> [Extracted information]
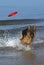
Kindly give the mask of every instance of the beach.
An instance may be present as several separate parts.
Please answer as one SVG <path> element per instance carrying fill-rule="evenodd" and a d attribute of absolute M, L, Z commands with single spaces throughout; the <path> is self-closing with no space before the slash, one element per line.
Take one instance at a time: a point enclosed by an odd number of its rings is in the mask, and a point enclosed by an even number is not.
<path fill-rule="evenodd" d="M 43 21 L 43 20 L 42 20 Z M 0 65 L 44 65 L 44 21 L 2 21 L 0 23 Z M 16 50 L 19 34 L 29 25 L 36 25 L 36 37 L 31 50 Z"/>

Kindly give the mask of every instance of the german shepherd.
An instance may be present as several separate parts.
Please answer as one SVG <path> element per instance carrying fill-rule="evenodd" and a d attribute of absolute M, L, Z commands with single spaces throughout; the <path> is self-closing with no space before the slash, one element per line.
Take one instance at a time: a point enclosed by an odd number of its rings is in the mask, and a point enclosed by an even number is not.
<path fill-rule="evenodd" d="M 26 35 L 24 37 L 22 34 L 20 35 L 22 45 L 27 45 L 27 47 L 30 47 L 35 38 L 35 35 L 36 35 L 36 26 L 31 26 L 30 29 L 27 30 Z"/>

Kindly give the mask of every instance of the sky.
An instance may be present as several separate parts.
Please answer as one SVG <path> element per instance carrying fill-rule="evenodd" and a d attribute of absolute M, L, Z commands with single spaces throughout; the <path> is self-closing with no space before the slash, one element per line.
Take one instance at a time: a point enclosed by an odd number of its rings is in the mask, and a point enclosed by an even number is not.
<path fill-rule="evenodd" d="M 8 17 L 14 11 L 18 14 Z M 0 20 L 43 18 L 44 0 L 0 0 Z"/>

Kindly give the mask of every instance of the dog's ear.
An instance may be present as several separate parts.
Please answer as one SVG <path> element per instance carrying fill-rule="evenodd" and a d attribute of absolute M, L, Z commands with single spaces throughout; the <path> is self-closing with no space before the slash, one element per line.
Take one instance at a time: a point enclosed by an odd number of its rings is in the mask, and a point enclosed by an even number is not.
<path fill-rule="evenodd" d="M 34 30 L 36 30 L 36 26 L 34 26 Z"/>
<path fill-rule="evenodd" d="M 31 26 L 27 26 L 27 29 L 29 29 L 29 30 L 30 30 L 30 29 L 31 29 Z"/>
<path fill-rule="evenodd" d="M 34 31 L 36 31 L 36 26 L 32 26 L 32 29 L 33 29 Z"/>
<path fill-rule="evenodd" d="M 19 39 L 21 40 L 21 39 L 22 39 L 22 37 L 23 37 L 23 36 L 22 36 L 22 34 L 20 34 L 20 35 L 19 35 Z"/>
<path fill-rule="evenodd" d="M 34 26 L 34 36 L 36 35 L 36 26 Z"/>

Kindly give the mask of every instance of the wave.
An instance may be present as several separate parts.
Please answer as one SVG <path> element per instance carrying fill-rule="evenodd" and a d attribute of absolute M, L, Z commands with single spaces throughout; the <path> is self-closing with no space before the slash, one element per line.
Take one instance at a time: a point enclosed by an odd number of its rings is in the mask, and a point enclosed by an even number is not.
<path fill-rule="evenodd" d="M 20 25 L 4 25 L 4 26 L 0 26 L 0 30 L 11 30 L 11 29 L 20 29 L 23 27 L 28 26 L 29 24 L 20 24 Z"/>
<path fill-rule="evenodd" d="M 18 29 L 26 28 L 29 25 L 31 25 L 31 26 L 36 25 L 37 29 L 44 29 L 44 26 L 43 26 L 44 23 L 43 24 L 37 23 L 37 24 L 19 24 L 19 25 L 3 25 L 3 26 L 1 25 L 0 30 L 12 30 L 12 29 L 18 30 Z"/>
<path fill-rule="evenodd" d="M 0 39 L 0 47 L 16 47 L 20 43 L 18 38 Z"/>
<path fill-rule="evenodd" d="M 33 42 L 33 44 L 44 43 L 44 40 L 37 39 Z M 12 37 L 12 38 L 0 38 L 0 47 L 20 47 L 21 48 L 21 41 L 19 37 Z"/>

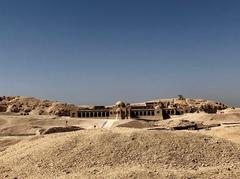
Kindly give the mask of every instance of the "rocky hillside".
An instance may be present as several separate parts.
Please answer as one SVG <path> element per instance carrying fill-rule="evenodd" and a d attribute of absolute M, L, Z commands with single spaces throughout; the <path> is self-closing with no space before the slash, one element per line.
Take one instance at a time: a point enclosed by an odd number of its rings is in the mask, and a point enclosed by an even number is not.
<path fill-rule="evenodd" d="M 227 105 L 213 100 L 184 98 L 179 95 L 177 98 L 157 99 L 148 102 L 159 102 L 165 108 L 190 108 L 192 112 L 204 111 L 207 113 L 216 113 L 217 110 L 228 108 Z"/>
<path fill-rule="evenodd" d="M 82 130 L 0 153 L 0 178 L 238 178 L 236 144 L 187 132 Z"/>
<path fill-rule="evenodd" d="M 203 99 L 172 98 L 154 100 L 163 104 L 164 107 L 190 107 L 195 111 L 215 112 L 226 109 L 227 106 L 220 102 Z M 79 108 L 74 104 L 67 104 L 57 101 L 40 100 L 33 97 L 24 96 L 2 96 L 0 97 L 0 112 L 14 112 L 23 115 L 58 115 L 69 116 L 70 111 Z"/>
<path fill-rule="evenodd" d="M 0 97 L 0 112 L 14 112 L 37 115 L 69 116 L 70 110 L 76 105 L 49 100 L 40 100 L 33 97 L 8 96 Z"/>

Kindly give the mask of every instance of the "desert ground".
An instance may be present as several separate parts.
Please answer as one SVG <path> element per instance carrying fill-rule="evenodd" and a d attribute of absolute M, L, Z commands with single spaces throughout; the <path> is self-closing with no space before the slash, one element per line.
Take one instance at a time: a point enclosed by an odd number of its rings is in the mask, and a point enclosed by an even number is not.
<path fill-rule="evenodd" d="M 189 122 L 209 127 L 174 130 Z M 240 109 L 158 122 L 1 113 L 0 178 L 237 179 Z"/>

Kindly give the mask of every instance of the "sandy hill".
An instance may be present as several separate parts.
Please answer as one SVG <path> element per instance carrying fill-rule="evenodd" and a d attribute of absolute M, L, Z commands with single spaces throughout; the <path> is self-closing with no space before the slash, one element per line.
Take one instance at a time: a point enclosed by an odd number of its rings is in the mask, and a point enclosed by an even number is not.
<path fill-rule="evenodd" d="M 98 129 L 21 141 L 0 163 L 1 178 L 236 178 L 240 149 L 186 132 Z"/>

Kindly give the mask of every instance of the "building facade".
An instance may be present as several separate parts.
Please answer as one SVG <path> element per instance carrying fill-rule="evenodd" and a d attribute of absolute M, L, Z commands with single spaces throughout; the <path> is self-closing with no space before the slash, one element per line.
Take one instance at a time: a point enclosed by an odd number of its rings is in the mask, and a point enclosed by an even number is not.
<path fill-rule="evenodd" d="M 164 108 L 161 103 L 125 104 L 122 101 L 118 101 L 112 106 L 79 107 L 79 109 L 70 112 L 70 116 L 75 118 L 144 120 L 163 120 L 174 114 L 177 114 L 175 108 Z"/>

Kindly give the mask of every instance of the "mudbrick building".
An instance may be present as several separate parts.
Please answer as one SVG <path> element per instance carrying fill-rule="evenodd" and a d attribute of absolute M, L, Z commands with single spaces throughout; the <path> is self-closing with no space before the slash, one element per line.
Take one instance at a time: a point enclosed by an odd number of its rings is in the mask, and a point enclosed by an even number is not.
<path fill-rule="evenodd" d="M 76 118 L 104 118 L 104 119 L 144 119 L 163 120 L 169 115 L 180 115 L 190 112 L 189 108 L 178 108 L 165 105 L 159 101 L 125 104 L 118 101 L 112 106 L 86 106 L 70 112 Z"/>

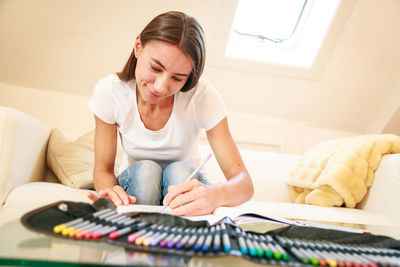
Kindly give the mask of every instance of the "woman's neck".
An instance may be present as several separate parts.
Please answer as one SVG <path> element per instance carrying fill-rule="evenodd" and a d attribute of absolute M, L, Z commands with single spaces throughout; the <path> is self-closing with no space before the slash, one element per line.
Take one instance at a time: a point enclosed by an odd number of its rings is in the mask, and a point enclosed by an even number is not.
<path fill-rule="evenodd" d="M 160 130 L 168 122 L 174 107 L 174 95 L 155 104 L 143 100 L 139 90 L 136 90 L 137 108 L 140 119 L 149 130 Z"/>

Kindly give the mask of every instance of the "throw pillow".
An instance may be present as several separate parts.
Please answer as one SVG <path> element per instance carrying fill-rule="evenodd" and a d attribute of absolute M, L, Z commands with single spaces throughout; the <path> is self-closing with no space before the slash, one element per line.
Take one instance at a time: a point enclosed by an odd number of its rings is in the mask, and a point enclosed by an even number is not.
<path fill-rule="evenodd" d="M 70 140 L 56 128 L 49 138 L 46 161 L 62 184 L 93 188 L 93 142 Z"/>

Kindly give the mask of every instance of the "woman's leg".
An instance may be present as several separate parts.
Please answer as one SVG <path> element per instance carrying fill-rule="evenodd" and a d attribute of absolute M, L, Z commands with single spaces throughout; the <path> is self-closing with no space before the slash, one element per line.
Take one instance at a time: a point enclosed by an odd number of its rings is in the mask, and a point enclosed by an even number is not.
<path fill-rule="evenodd" d="M 141 160 L 118 175 L 119 185 L 129 195 L 136 197 L 136 204 L 161 204 L 162 168 L 151 160 Z"/>
<path fill-rule="evenodd" d="M 169 164 L 163 172 L 163 181 L 162 181 L 162 196 L 163 198 L 168 193 L 168 186 L 174 184 L 183 183 L 189 175 L 195 170 L 191 164 L 186 162 L 177 161 Z M 204 177 L 201 172 L 197 172 L 197 174 L 193 177 L 193 179 L 197 179 L 203 184 L 209 184 L 208 180 Z"/>

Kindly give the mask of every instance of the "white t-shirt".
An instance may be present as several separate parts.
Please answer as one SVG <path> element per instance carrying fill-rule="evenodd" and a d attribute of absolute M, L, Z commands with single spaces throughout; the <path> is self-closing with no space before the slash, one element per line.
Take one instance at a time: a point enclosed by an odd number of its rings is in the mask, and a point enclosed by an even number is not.
<path fill-rule="evenodd" d="M 116 74 L 109 74 L 96 84 L 89 107 L 104 122 L 118 126 L 125 152 L 119 172 L 144 159 L 154 160 L 162 167 L 174 161 L 194 166 L 200 163 L 200 133 L 225 118 L 225 105 L 217 90 L 204 79 L 190 91 L 179 91 L 174 97 L 167 123 L 153 131 L 140 119 L 135 81 L 126 83 Z"/>

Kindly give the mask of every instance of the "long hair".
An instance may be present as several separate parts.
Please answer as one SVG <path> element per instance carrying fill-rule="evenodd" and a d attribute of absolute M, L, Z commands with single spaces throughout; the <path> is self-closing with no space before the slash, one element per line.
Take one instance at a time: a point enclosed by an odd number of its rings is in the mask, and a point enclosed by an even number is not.
<path fill-rule="evenodd" d="M 194 17 L 177 11 L 158 15 L 140 33 L 143 47 L 152 40 L 168 42 L 180 47 L 183 53 L 193 60 L 193 70 L 181 88 L 182 92 L 187 92 L 196 86 L 203 72 L 206 56 L 204 39 L 204 31 L 198 21 Z M 122 81 L 135 79 L 136 62 L 133 49 L 123 70 L 117 73 Z"/>

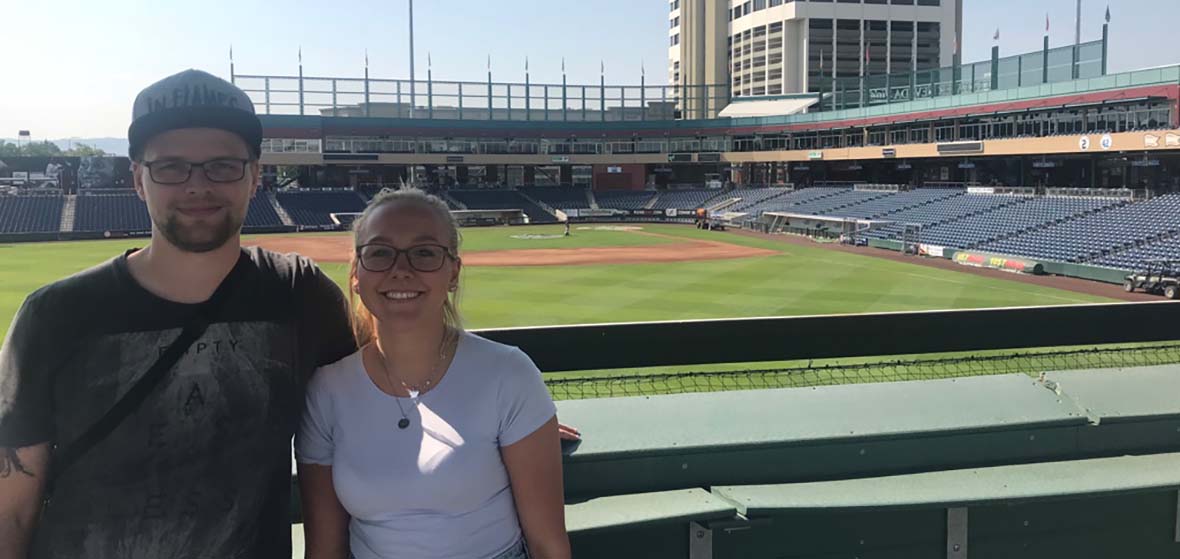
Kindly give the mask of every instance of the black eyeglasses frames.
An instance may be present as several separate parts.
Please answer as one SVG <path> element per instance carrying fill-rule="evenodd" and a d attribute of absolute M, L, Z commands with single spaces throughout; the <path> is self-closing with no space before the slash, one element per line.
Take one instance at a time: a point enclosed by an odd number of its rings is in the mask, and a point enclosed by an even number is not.
<path fill-rule="evenodd" d="M 148 168 L 148 173 L 157 184 L 188 182 L 196 167 L 201 168 L 201 172 L 205 174 L 205 178 L 209 179 L 209 182 L 228 183 L 242 180 L 246 176 L 246 165 L 249 163 L 249 159 L 219 157 L 199 163 L 181 159 L 158 159 L 144 161 L 143 166 Z"/>
<path fill-rule="evenodd" d="M 398 258 L 405 254 L 410 267 L 416 271 L 437 272 L 454 258 L 451 249 L 438 244 L 421 244 L 401 249 L 384 243 L 368 243 L 356 247 L 361 267 L 370 272 L 385 272 L 397 265 Z"/>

> [Exercise description] In the records above, find each line with the string "woman" and list it.

> [Task output]
Kindly give the mask of every instance of the "woman's neck".
Kindly give the mask of every instance of the "woman's leg".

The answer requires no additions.